# The problem:
Each record in the listing below is to be duplicated exactly.

[Information supplied — start]

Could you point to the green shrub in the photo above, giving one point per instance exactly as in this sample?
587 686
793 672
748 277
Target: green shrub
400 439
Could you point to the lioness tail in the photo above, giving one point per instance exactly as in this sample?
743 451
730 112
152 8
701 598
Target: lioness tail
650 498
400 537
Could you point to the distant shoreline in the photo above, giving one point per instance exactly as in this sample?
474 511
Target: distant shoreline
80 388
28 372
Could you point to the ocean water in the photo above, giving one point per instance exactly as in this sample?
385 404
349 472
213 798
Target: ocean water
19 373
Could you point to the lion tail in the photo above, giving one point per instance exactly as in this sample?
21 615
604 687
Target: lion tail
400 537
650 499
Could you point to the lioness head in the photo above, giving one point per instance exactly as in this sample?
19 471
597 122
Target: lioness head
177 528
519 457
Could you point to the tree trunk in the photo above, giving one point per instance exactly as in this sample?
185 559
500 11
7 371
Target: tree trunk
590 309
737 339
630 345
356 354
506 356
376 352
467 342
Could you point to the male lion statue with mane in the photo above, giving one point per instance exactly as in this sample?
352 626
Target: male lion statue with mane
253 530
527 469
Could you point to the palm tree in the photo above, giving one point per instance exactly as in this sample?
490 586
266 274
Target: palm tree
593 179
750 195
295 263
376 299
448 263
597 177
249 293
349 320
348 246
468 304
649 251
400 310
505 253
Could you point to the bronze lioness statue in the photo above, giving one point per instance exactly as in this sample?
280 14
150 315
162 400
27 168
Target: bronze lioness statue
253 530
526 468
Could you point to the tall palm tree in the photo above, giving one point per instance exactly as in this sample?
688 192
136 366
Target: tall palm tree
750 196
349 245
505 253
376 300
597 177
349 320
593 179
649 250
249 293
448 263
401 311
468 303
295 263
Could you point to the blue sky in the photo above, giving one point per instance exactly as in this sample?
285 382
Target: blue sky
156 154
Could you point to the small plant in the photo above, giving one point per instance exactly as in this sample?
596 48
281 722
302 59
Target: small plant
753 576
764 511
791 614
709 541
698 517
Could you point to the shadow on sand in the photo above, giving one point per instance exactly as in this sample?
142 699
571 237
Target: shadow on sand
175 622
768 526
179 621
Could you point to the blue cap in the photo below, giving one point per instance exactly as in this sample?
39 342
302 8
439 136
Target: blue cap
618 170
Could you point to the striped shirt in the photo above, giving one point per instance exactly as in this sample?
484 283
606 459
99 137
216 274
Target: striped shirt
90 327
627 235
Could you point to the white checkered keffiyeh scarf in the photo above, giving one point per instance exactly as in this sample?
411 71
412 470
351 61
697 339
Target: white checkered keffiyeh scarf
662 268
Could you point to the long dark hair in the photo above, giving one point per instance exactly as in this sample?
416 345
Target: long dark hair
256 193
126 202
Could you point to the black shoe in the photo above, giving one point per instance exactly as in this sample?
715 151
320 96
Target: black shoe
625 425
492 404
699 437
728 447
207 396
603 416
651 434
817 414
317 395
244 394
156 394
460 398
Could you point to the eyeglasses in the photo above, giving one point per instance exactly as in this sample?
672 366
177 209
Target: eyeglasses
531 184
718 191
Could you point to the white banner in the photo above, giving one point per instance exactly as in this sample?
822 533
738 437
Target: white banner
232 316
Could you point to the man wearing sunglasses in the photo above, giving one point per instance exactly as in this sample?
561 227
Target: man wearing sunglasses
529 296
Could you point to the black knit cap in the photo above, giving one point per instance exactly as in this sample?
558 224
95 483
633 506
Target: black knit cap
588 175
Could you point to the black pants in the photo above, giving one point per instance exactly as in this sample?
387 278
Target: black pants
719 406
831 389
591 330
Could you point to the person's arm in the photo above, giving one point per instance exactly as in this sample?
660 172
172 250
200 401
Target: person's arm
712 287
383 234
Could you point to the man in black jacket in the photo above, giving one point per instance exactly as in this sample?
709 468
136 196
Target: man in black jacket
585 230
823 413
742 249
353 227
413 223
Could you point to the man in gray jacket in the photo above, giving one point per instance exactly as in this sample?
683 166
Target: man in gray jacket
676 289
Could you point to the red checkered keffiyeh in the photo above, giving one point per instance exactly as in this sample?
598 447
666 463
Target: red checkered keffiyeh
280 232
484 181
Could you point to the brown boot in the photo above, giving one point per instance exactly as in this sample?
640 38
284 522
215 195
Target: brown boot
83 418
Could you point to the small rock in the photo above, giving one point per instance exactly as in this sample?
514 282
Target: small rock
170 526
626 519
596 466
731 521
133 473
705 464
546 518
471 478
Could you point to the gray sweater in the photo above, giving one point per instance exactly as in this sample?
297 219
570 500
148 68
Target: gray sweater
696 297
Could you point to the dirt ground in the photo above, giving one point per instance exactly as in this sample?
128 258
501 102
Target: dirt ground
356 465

[Information supplied — finish]

# Result for this exercise:
Could you point to the green shrub in the photo above, giving one point per instance exactly as in this sample?
587 686
793 672
748 277
Target: green shrub
400 439
Could you point to the lioness tail in the photo above, giving one point per instance exactly as in this sample?
743 451
730 112
152 8
701 598
Target: lioness tail
650 498
400 537
Could you point to the distant shoreline in the photo above, giving one point per instance exactly as in this sample?
474 511
Target: distant shoreline
80 388
28 372
Could you point to the ocean water in the photo above, giving one point per instance exactly as in this sample?
385 404
349 472
213 798
Target: ocean water
19 373
Could you point to the lion tail in the photo above, giving one point per instance exactly as in this sample?
21 615
604 687
Target: lion tail
400 537
650 499
Could you point to the lioness head in the photo above, giving one point per instance exactly as in this sample?
19 471
597 122
Target: lioness head
177 528
519 457
Could you point to the tree trunk in the photo above, giving one point per instance exactly as in this sample?
185 559
500 11
7 371
Target: tree trunk
590 309
737 339
630 345
356 354
506 356
376 352
467 342
Could you point to the male lion statue with mane in the photo above, giving one point per instance exactly as in this sample?
352 626
Target: male lion statue with mane
253 530
527 469
Could you point to the palm tree in the photo above, giving one point per instance exactly as in this sample?
490 586
266 274
Target: palm tree
593 179
750 195
295 263
376 299
448 263
597 177
249 293
349 320
348 246
468 304
649 251
400 310
505 253
Could you point to the bronze lioness statue in the photo above, giving one point per instance exactly as in this sample?
280 14
150 315
162 400
27 168
Target: bronze lioness statue
253 530
526 468
Could you point to the tall palm tree in the photo above, giving one point per instance exactly as in this sample?
688 192
136 366
Target: tall palm tree
750 196
349 245
505 253
376 300
597 177
349 320
593 179
649 250
249 293
448 263
401 311
468 303
295 263
Could you point to the blue sky in the photo above, giving one point per instance exactly as in this sample?
285 382
Target: blue sky
156 154
Could you point to the small plant in the photo above, giving one point per instance exactly as in this sample?
596 48
281 722
302 59
Target: small plant
753 576
764 511
791 614
709 541
698 517
Could you point to the shadow on sand in the photo above, giving one point per instance exactly as in this sample?
142 699
571 237
Target: shadow on sand
175 622
768 526
179 621
Could you point to the blue cap in the photo below, giving one point per instance exactly as in this sample?
39 342
302 8
439 136
Target: blue cap
618 170
Could you point to the striped shirt in the photo above, giving one point per instance exactly as in this sample?
484 283
606 459
99 137
216 274
Target: striped shirt
90 327
627 235
Could you point to the white checkered keffiyeh scarf in the photo above, giving one point per instance exactly as in this sample?
411 71
412 470
351 61
697 339
Target: white checkered keffiyeh scarf
662 268
Could you point to the long dark hair in the photo above, giving one point per instance exactly as in this sample?
416 345
Target: long dark hair
256 193
126 202
Could you point to the black shoe in the photo above, giving one point per instance exactly as in this sample?
715 151
320 96
Target: black shoe
625 425
492 404
699 437
728 447
207 396
603 416
651 434
817 414
317 395
244 394
156 394
460 398
Could you point to the eyeglasses in the photo above, giving one point per instance exactly as in this sample?
672 366
177 209
Target: eyeglasses
531 184
718 191
Could you point to the white banner in the photo above, giving one point per instance exactly as in this sample?
822 533
738 437
Target: white banner
232 316
Could you point to the man wearing sunglasses in the photo above, giving one point per instance exactly as in this sample?
561 227
Target: man wearing sunglasses
529 296
Could you point to the black knit cap in the photo above, giving one point per instance exactly as in this sample?
558 224
95 483
633 506
Target: black knit cap
588 175
Could you point to the black pants in the photo above, giving one point per instance exactly as in this sample?
387 278
Target: black pants
719 406
831 389
591 330
Could you point to the person's arm in the photo above, giving one point per instance exactly as in this sample?
660 172
172 250
200 401
Target: person's arm
712 287
383 234
Could you point to the man in black jacket in the photo above, giving one point per instance exactly as in this sample?
709 468
136 196
Target: man in black jacket
585 230
823 413
742 249
353 227
413 223
Could you point to the man in gray jacket in the photo above, giving one point per instance exactly as in this sample?
683 166
Target: man in gray jacket
676 289
Could you point to the red checkered keffiyeh in the photo above, giving one point per instance exactly as in this sample?
598 447
666 463
Target: red checkered keffiyeh
280 232
484 181
Could you point to the brown boot in the photo above, giving one point per instance exactly as in this sample?
640 38
284 522
215 195
Target: brown boot
83 418
Could you point to the small rock in the photo above, giving one point per instance exactly as in this sample?
514 282
Target: small rock
170 526
626 519
596 466
731 521
133 473
705 464
546 518
471 478
Could you point to the gray sweater in the photo above, giving one point per instance exactly as in this sample?
297 219
570 500
148 68
Target: gray sweater
696 297
Could you point to the dirt ground in the photo above, giving one point per instance exactly as in this sample?
128 258
501 102
Target: dirt ground
356 465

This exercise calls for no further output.